• _À faire_
Relevez, dans l'article sur le besoin de reconnaissance, toutes les fonctions professionnelles attribuées à Julie Gauvin.

• _Texte_
Le besoin de reconnaissance : moteur ou frein à la cohésion d’équipe ? 

Toutes les trois semaines, une personnalité des sciences humaines est choisie pour donner sa vision de « la part de l’humain » dans la réussite de projets professionnels en lien avec l’actualité économique et juridique.


Cette semaine, Virginie Jubault nous fait part de son interview avec Julie Gauvin, Executive coach, formatrice, conférencière et fondatrice – Julie Gauvin Coaching et Formation.

Julie a reçu la plume d’Argent pour l’interview relative à notre fonctionnement émotionnel, nos systèmes de défense qui s’activent malgré nous et les conflits interpersonnels qui en découlent. Nous avons pensé qu’il serait intéressant de traiter le sujet plus en détails. 

Le conflit interpersonnel apparaît dans deux cas de figures  : là où les besoins d’équipes deviennent divergents des besoins personnels et là où les besoins personnels des individus s’entrechoquent. L’objectif de cette interview est de donner des clés de lecture pour le deuxième cas de figure, afin de vous permettre d’anticiper et mieux gérer stress et conflits.  

L’une des motivations profondes qui nous animent tous au travail est en même temps celle qui crée le plus de problèmes  : notre besoin de reconnaissance. Nous avons tous besoin de nous sentir respectés, compétents, d’occuper une place qui nous convienne.  

Julie, peux-tu nous expliquer les origines et la puissance de l’emprise de ce besoin de reconnaissance sur nous tous ? 

L’’objectif de notre cerveau est de nous garder en vie. Pour le rester, une fois avoir mangé, bu et dormi, l’homme préhistorique avait plus de chances de survie au sein d’un groupe. Plus encore, sa survie dépendait de son rang dans ce groupe qui déterminait son ordre d’accès à la nourriture et à l’eau.

Ce besoin d’appartenance au groupe et la nécessité d’y occuper une certaine place distincte restent toujours centraux pour notre cerveau et constituent la base la plus puissante des motivations qui nous animent au travail.   

Julie Gauvin

Pourquoi parler de deux besoins opposés qui peuvent s’entrechoquer et créer des situations conflictuelles ? 

Ce besoin de reconnaissance oscille entre deux pôles : le besoin d’appartenance à un groupe et celui de se sentir distinct, différent, et donc d’avoir une action et des résultats visibles, non dilués dans le groupe.

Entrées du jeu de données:
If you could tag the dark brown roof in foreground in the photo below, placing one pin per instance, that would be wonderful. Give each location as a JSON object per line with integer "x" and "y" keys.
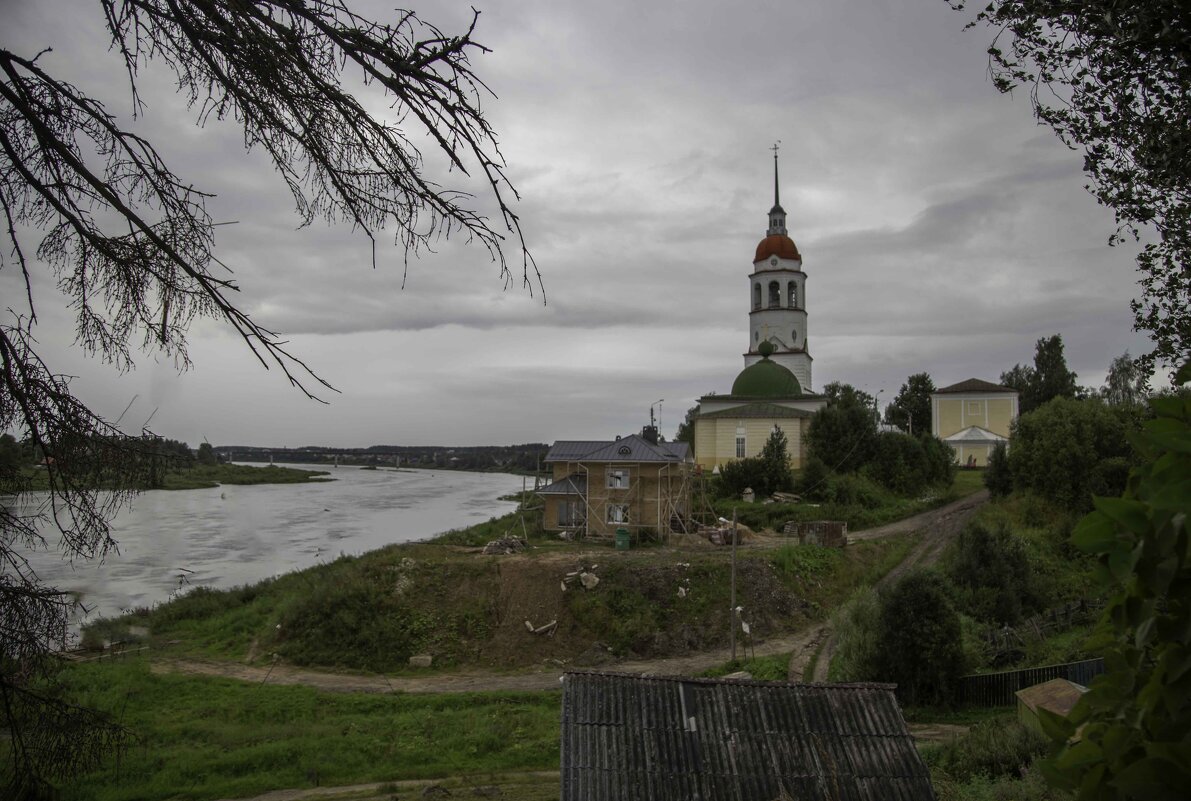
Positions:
{"x": 680, "y": 739}
{"x": 973, "y": 385}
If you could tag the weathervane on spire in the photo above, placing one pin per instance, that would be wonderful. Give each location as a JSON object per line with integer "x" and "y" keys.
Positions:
{"x": 774, "y": 149}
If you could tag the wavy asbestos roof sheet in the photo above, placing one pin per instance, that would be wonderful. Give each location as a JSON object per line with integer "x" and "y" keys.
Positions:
{"x": 680, "y": 739}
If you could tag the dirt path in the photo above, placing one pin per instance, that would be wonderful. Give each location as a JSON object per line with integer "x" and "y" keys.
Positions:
{"x": 940, "y": 526}
{"x": 806, "y": 645}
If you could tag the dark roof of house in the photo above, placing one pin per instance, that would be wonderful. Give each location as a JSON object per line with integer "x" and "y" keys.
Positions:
{"x": 758, "y": 411}
{"x": 573, "y": 485}
{"x": 973, "y": 385}
{"x": 633, "y": 448}
{"x": 671, "y": 739}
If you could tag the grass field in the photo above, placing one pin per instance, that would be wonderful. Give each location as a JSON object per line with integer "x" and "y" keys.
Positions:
{"x": 200, "y": 738}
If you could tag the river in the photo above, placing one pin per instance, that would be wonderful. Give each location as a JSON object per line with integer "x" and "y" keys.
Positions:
{"x": 237, "y": 534}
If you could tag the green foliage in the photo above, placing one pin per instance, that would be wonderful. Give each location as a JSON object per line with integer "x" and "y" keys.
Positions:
{"x": 805, "y": 561}
{"x": 1001, "y": 746}
{"x": 997, "y": 476}
{"x": 1112, "y": 80}
{"x": 856, "y": 626}
{"x": 812, "y": 480}
{"x": 211, "y": 738}
{"x": 843, "y": 433}
{"x": 1136, "y": 718}
{"x": 909, "y": 465}
{"x": 991, "y": 569}
{"x": 910, "y": 410}
{"x": 918, "y": 645}
{"x": 1048, "y": 379}
{"x": 1057, "y": 450}
{"x": 1127, "y": 382}
{"x": 206, "y": 454}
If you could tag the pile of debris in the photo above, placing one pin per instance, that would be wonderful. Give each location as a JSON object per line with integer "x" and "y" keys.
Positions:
{"x": 585, "y": 576}
{"x": 505, "y": 545}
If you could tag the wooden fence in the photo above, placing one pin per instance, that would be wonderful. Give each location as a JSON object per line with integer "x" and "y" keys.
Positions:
{"x": 997, "y": 689}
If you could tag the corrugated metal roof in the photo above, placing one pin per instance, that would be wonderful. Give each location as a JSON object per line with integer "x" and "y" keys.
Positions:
{"x": 1058, "y": 695}
{"x": 976, "y": 435}
{"x": 573, "y": 485}
{"x": 678, "y": 739}
{"x": 973, "y": 386}
{"x": 627, "y": 449}
{"x": 758, "y": 411}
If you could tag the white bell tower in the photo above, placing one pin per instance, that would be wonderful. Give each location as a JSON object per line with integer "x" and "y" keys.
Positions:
{"x": 778, "y": 296}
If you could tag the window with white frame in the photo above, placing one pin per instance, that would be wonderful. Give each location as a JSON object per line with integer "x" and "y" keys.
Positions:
{"x": 569, "y": 514}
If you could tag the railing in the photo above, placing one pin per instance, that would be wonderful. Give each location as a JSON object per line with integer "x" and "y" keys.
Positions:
{"x": 998, "y": 689}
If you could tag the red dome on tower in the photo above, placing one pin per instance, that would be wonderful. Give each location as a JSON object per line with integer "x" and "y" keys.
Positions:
{"x": 777, "y": 244}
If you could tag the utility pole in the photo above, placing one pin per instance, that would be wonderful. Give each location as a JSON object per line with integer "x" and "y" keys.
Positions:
{"x": 731, "y": 615}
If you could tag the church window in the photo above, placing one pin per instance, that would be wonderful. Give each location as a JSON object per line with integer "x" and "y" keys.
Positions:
{"x": 617, "y": 477}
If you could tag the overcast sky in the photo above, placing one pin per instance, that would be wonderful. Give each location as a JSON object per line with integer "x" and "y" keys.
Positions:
{"x": 941, "y": 229}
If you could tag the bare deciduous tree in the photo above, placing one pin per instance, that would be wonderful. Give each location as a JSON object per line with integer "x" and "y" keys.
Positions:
{"x": 131, "y": 244}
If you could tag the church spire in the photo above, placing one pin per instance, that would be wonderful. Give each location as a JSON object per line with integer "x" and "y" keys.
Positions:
{"x": 777, "y": 214}
{"x": 777, "y": 201}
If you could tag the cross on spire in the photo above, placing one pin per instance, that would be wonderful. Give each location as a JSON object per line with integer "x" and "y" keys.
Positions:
{"x": 774, "y": 149}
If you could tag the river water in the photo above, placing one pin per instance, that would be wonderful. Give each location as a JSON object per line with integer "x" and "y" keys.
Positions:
{"x": 229, "y": 536}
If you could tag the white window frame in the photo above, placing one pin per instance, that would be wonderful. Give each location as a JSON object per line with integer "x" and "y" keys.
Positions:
{"x": 617, "y": 477}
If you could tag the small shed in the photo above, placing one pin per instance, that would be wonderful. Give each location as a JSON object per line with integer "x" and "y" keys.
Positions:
{"x": 656, "y": 738}
{"x": 1058, "y": 695}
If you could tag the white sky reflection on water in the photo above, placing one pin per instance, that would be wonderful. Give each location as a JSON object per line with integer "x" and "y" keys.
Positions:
{"x": 232, "y": 536}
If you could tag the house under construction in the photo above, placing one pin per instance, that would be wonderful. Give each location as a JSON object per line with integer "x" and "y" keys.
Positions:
{"x": 634, "y": 482}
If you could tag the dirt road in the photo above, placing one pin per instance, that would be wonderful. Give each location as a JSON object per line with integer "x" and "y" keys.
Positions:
{"x": 940, "y": 526}
{"x": 809, "y": 644}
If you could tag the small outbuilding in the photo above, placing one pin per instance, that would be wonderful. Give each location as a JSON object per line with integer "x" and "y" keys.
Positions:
{"x": 1058, "y": 695}
{"x": 685, "y": 739}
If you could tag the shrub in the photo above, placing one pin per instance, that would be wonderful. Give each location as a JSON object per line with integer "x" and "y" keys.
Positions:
{"x": 812, "y": 481}
{"x": 1001, "y": 746}
{"x": 996, "y": 476}
{"x": 920, "y": 642}
{"x": 1058, "y": 449}
{"x": 991, "y": 569}
{"x": 855, "y": 626}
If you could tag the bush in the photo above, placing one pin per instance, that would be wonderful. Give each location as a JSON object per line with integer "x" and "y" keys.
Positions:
{"x": 1001, "y": 746}
{"x": 991, "y": 570}
{"x": 855, "y": 627}
{"x": 920, "y": 642}
{"x": 812, "y": 481}
{"x": 842, "y": 436}
{"x": 1059, "y": 446}
{"x": 996, "y": 476}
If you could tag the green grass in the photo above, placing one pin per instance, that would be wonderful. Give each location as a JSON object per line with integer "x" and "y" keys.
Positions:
{"x": 209, "y": 738}
{"x": 204, "y": 476}
{"x": 764, "y": 668}
{"x": 870, "y": 507}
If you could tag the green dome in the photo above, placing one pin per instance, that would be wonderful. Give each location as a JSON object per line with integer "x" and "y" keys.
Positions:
{"x": 766, "y": 379}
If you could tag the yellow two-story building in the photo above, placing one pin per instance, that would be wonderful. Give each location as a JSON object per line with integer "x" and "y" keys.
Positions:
{"x": 972, "y": 417}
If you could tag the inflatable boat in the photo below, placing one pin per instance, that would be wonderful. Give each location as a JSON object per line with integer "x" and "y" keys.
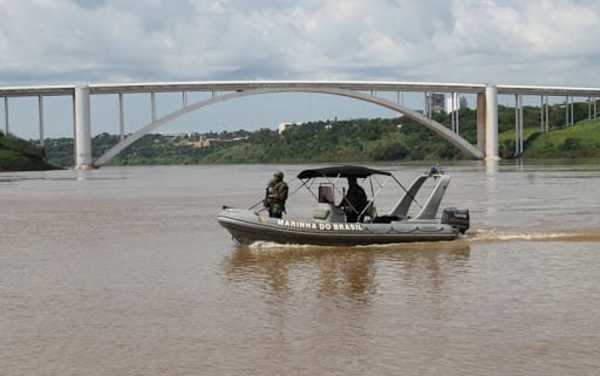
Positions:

• _Corrigé_
- Executive coach
- formatrice
- conférencière
- fondatrice de Julie Gauvin Coaching et Formation